— Parties de l'exercice —
• 1. Résumez l'arrêt en deux phrases, s'il vous plaît.
• 2. D'après l'arrêt, combien de parts sociales sur 150 la société pour la mise en valeur du Vallon des Canalettes détenait-elle dans la SCI GDP ?

— Document —
..............................

CA Montpellier, 2e ch., 26 juin 2012, n° 11/03294

MONTPELLIER

Arrêt

COMPOSITION DE LA JURIDICTION

Président :

M. Bachasson

Conseillers :

M. Prouzat, Mme Olive

TGI Perpignan, du 27 avr. 2011

27 avril 2011

FAITS et PROCEDURE - MOYENS et PRETENTIONS DES PARTIES

La SCI GDP ayant pour objet social l'achat et la vente de biens immobiliers, a été créée le 19 février 2002 entre la société pour la mise en valeur du Vallon des Canalettes, détenant 83 parts sociales sur 150, et MM. David et Patrick Y, 67 parts. M. X a été désigné gérant de la SCI GDP. Cette société a acquis un immeuble situé à Ille-sur-Têt (66), financé par un prêt consenti par la caisse de crédit agricole mutuel sud méditerranée (la banque), à hauteur de 340 000 euros.

Du fait de la défaillance de la SCI GDP dans le remboursement du prêt, la banque a fait délivrer à celle-ci un commandement de payer aux fins de saisie immobilière le 25 juin 2010.

Le juge de l'exécution du tribunal de grande instance de Perpignan a été saisi suivant acte du 9 octobre 2010.

Par décision du 14 janvier 2011, le juge de l'exécution a ordonné la vente aux enchères publiques de l'immeuble à l'audience du 8 avril 2011.

Les consorts Y ont formé tierce opposition au jugement d'orientation du 14 janvier 2011. Ils ont récusé le juge de l'exécution et ont mis en œuvre une action en suspicion légitime contre la juridiction. Par ordonnance du 7 avril 2011, le président du tribunal de grande instance de Perpignan a désigné un autre magistrat pour l'audience de vente, qui a abouti à une carence d'enchères et à un jugement d'adjudication au profit du créancier poursuivant.

..............................

— Données fournies —
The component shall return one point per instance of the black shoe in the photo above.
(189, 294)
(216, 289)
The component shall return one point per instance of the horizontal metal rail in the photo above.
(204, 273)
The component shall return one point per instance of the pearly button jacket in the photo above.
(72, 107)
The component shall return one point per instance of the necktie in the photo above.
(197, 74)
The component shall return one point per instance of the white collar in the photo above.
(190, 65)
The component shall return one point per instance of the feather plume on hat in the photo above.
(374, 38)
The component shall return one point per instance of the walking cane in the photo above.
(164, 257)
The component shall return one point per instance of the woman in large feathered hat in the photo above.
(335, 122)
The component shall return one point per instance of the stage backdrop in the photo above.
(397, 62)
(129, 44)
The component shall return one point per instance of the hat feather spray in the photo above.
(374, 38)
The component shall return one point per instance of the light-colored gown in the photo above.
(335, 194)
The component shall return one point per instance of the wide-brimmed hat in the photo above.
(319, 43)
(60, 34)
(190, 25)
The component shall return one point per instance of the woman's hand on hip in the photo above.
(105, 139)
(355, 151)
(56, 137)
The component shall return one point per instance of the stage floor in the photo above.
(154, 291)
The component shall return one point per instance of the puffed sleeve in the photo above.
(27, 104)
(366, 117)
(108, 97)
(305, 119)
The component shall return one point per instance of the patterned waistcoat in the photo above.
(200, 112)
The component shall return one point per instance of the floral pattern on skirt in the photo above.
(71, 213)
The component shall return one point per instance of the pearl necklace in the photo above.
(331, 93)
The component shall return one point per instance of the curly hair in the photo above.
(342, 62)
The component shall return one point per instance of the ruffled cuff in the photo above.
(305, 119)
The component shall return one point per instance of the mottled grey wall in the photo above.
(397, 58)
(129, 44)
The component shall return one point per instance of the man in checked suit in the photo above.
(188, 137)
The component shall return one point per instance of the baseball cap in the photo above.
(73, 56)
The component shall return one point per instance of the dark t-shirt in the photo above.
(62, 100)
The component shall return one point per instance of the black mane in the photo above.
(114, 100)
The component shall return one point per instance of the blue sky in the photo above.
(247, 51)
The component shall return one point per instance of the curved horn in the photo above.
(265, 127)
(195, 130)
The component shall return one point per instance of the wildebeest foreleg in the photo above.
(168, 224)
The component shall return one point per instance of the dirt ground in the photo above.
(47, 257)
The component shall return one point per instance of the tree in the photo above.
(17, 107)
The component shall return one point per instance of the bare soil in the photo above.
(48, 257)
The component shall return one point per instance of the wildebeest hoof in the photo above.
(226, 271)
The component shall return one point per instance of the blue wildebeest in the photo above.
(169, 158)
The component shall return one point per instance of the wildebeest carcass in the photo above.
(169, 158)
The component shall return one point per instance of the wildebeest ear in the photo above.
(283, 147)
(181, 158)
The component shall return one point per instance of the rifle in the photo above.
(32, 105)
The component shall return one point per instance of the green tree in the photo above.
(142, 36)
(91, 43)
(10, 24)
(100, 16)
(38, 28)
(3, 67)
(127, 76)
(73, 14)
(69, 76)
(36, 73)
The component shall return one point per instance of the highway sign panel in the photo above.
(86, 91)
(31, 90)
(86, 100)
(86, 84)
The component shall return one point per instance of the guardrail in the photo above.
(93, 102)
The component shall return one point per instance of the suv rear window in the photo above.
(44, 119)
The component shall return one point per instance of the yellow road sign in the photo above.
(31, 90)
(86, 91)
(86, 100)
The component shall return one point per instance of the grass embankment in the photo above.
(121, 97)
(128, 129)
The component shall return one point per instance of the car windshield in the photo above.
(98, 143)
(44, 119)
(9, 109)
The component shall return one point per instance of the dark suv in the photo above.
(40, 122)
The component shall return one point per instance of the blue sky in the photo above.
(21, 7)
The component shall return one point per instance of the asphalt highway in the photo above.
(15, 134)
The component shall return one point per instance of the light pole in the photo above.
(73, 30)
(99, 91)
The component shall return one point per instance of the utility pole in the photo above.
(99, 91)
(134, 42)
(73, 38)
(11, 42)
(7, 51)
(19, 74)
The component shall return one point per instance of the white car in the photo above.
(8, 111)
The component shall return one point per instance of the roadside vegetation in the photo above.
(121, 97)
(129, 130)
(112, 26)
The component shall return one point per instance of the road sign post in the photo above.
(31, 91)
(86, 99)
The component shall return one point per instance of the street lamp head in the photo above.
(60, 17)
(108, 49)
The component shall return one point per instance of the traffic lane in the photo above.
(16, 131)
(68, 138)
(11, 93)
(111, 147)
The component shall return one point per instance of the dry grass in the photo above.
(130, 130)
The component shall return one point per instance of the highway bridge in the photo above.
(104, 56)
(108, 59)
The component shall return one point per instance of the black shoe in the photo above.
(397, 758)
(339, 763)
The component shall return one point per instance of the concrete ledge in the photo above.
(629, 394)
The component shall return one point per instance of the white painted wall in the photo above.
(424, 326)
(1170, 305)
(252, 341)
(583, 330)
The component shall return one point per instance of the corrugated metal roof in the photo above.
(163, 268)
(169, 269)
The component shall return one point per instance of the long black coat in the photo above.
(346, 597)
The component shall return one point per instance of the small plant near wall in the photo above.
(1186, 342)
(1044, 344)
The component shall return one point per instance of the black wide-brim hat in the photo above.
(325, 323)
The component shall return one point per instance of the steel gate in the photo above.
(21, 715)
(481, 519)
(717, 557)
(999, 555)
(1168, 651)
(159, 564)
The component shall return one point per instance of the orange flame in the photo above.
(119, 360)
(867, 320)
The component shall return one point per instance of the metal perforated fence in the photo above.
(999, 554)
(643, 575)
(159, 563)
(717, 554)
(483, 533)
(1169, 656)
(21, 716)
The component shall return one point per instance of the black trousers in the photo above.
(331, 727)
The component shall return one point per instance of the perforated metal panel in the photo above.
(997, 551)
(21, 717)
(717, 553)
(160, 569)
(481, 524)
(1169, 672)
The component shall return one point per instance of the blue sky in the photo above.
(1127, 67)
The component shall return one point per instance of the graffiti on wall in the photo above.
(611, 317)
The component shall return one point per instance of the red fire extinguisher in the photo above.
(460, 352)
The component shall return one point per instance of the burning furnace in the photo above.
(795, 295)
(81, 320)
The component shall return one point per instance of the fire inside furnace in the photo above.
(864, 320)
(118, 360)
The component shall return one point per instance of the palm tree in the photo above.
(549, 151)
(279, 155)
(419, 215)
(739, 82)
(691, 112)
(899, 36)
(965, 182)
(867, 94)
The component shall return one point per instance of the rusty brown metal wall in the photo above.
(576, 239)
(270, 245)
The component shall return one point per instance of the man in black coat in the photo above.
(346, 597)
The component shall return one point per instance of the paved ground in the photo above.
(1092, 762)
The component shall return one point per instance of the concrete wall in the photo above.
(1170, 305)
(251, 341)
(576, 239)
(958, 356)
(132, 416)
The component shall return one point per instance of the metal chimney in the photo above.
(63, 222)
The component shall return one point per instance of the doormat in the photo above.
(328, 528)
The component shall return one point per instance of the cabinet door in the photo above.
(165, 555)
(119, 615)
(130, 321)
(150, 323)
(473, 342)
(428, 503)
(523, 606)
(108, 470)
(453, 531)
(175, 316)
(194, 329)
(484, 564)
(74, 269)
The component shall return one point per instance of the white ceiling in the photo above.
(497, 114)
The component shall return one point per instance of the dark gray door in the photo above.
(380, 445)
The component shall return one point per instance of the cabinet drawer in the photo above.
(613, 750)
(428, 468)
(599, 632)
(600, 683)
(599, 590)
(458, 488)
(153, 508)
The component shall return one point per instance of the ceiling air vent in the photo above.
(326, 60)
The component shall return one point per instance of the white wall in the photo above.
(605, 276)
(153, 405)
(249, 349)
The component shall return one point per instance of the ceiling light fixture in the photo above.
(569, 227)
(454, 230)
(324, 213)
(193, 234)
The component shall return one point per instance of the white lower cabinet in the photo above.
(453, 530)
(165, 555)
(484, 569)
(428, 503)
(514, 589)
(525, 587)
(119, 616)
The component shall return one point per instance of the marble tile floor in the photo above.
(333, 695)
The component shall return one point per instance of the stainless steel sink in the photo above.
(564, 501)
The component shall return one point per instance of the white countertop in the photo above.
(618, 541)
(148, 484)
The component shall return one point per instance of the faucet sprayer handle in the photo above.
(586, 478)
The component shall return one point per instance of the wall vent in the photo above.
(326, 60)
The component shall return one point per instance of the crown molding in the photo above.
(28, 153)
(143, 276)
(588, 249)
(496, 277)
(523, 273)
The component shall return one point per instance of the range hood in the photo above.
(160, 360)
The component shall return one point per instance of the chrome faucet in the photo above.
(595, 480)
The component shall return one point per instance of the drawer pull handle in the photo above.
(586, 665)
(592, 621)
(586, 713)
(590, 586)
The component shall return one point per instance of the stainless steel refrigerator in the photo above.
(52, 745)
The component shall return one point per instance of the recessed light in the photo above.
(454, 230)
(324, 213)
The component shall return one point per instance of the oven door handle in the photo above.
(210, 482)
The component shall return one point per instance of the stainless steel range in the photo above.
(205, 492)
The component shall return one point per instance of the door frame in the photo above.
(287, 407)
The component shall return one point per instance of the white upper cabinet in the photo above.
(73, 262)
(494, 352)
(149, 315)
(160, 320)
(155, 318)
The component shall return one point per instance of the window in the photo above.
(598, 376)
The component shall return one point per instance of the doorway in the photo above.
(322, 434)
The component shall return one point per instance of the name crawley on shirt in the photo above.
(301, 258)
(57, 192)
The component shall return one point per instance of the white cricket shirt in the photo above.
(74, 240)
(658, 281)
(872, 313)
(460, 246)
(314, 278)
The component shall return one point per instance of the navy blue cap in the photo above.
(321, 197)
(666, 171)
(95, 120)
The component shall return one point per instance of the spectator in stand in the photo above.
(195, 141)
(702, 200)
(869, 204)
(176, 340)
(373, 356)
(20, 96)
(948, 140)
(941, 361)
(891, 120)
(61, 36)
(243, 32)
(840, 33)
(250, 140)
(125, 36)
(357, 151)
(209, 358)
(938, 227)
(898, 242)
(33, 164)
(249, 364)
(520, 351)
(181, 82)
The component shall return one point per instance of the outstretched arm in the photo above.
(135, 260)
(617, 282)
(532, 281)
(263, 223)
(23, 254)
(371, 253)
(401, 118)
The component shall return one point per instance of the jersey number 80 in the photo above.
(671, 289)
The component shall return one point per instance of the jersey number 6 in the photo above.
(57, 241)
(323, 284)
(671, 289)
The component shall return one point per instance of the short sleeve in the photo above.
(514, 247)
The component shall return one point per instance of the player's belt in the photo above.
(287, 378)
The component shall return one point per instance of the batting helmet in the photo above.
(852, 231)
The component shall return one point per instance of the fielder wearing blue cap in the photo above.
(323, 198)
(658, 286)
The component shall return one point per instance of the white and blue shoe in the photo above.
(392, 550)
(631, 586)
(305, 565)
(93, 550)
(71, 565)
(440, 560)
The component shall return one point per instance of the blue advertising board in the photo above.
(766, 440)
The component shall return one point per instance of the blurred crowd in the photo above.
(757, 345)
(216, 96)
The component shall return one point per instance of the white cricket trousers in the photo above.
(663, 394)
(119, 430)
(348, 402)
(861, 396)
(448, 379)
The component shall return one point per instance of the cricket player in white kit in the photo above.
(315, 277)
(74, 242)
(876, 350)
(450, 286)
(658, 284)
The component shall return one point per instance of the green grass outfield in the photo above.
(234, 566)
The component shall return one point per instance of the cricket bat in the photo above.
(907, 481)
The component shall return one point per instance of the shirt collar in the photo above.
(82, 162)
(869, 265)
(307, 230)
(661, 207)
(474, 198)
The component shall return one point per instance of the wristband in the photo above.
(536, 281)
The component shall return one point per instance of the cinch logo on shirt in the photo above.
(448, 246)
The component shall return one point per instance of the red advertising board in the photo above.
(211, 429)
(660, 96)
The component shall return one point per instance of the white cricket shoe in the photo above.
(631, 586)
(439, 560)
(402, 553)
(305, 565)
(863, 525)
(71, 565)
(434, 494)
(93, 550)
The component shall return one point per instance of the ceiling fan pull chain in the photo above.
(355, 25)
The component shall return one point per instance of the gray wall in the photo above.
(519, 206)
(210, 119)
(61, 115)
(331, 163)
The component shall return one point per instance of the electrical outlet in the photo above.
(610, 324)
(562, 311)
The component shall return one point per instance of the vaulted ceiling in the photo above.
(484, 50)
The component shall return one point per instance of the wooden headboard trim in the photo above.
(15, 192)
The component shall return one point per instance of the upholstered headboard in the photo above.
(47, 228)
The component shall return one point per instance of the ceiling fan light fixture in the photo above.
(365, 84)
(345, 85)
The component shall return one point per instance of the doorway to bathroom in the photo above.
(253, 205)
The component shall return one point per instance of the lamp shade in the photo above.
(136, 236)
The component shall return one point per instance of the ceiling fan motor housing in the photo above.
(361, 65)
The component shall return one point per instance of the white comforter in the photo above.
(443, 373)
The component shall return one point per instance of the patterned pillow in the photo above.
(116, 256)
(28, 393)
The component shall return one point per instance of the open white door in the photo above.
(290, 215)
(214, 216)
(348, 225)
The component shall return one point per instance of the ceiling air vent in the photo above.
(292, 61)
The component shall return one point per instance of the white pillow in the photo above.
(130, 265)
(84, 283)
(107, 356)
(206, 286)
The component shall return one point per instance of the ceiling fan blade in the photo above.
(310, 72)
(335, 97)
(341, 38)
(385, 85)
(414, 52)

..............................

— Résultats successifs —
• 1. La SCI GDP n'ayant pas remboursé le prêt de 340 000 euros consenti par la banque pour l'achat d'un immeuble à Ille-sur-Têt, la banque lui a fait délivrer un commandement de payer aux fins de saisie immobilière, et le juge de l'exécution de Perpignan a ordonné la vente aux enchères publiques de l'immeuble par décision du 14 janvier 2011. Les consorts Y ont formé tierce opposition à ce jugement et récusé le juge, puis l'audience de vente, confiée à un autre magistrat, a abouti à une carence d'enchères et à un jugement d'adjudication au profit du créancier poursuivant.

• 2. 83 parts sociales.